§ TEXTO DE ANÁLISIS
Vale cualquier marca de pote que compre? o se ve mermada la calidad de audio dependiendo si es un pote barato?
Tambien comentar que hace rato cuando paso lo del bajon de volumen del canal 1 lo que hice fue ir al potenciometro de "HPF" y nisiquiera lo gire... somaente apenas hice contacto con el desarmardor con el, cosa de nada nada de tacto y el volumen volvio a la normalidad....  osea nisiquiera toque el de gain ni nada, entonces 
nota: esa vez como mencione no tuve que tocar el gain, y a parte el volumen estaba en medio/bajo, osea que no era necesario el gain a maximo para recuperar el audio del canal 1.
Tambien a parte hay un interruptor para elegir si quiero "HPF,LPF,through"  resulta que si lo muevo siempre en HPF y through tengo que hacer un poco de juego para que suene el canal 1...
osea que como que de todos lados hay complot para el canal 1?

§ CONJUNTO DE TAREAS
#1 Reproduce el fragmento del texto sobre el canal 1 que va desde "Vale cualquier marca" hasta "el canal 1...".
#2 Enumera todas las posiciones que, según el texto sobre el canal 1, ofrece el interruptor para elegir.

§ DATOS PROPORCIONADOS

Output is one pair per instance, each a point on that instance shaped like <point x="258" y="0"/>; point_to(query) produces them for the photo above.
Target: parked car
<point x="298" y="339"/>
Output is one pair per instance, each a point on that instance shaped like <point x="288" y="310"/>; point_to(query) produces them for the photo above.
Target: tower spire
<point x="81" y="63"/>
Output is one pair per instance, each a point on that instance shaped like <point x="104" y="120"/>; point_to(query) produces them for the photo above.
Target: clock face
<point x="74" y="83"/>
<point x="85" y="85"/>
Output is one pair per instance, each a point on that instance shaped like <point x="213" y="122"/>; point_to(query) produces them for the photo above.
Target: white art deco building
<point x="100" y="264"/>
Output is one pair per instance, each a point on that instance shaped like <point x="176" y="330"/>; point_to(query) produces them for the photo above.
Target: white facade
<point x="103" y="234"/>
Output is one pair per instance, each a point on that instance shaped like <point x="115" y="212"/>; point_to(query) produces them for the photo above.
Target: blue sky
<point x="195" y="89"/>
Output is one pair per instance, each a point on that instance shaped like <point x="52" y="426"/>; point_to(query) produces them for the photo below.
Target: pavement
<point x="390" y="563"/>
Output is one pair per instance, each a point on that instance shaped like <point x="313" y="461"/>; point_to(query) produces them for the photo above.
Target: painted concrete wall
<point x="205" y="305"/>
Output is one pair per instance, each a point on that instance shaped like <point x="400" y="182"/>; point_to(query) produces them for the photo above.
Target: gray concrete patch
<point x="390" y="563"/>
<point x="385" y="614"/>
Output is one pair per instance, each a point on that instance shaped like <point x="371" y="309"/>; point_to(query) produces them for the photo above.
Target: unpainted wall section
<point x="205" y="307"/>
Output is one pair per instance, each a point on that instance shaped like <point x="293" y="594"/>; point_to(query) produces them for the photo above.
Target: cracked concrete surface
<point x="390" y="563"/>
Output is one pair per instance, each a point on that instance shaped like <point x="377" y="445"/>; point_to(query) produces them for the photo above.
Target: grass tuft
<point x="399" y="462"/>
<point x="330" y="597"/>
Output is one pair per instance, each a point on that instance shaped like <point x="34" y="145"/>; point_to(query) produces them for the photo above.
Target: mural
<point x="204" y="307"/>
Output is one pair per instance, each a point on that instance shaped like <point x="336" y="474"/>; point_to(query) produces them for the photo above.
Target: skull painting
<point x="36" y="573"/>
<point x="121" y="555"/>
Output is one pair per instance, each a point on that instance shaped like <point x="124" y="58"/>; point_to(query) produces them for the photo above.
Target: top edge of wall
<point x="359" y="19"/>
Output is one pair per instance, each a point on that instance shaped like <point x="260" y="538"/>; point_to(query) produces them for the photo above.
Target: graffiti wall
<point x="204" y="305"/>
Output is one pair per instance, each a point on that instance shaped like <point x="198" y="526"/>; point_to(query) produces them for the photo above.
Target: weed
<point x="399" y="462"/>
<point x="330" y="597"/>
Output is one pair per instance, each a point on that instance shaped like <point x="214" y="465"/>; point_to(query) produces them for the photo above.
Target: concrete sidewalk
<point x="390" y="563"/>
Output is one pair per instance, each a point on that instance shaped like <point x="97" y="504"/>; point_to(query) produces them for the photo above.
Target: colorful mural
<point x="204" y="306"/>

§ RESPUESTAS ESCRITAS
#1
Vale cualquier marca de pote que compre? o se ve mermada la calidad de audio dependiendo si es un pote barato?
Tambien comentar que hace rato cuando paso lo del bajon de volumen del canal 1 lo que hice fue ir al potenciometro de "HPF" y nisiquiera lo gire... somaente apenas hice contacto con el desarmardor con el, cosa de nada nada de tacto y el volumen volvio a la normalidad....  osea nisiquiera toque el de gain ni nada, entonces 
nota: esa vez como mencione no tuve que tocar el gain, y a parte el volumen estaba en medio/bajo, osea que no era necesario el gain a maximo para recuperar el audio del canal 1.
Tambien a parte hay un interruptor para elegir si quiero "HPF,LPF,through"  resulta que si lo muevo siempre en HPF y through tengo que hacer un poco de juego para que suene el canal 1...

#2 HPF, LPF y through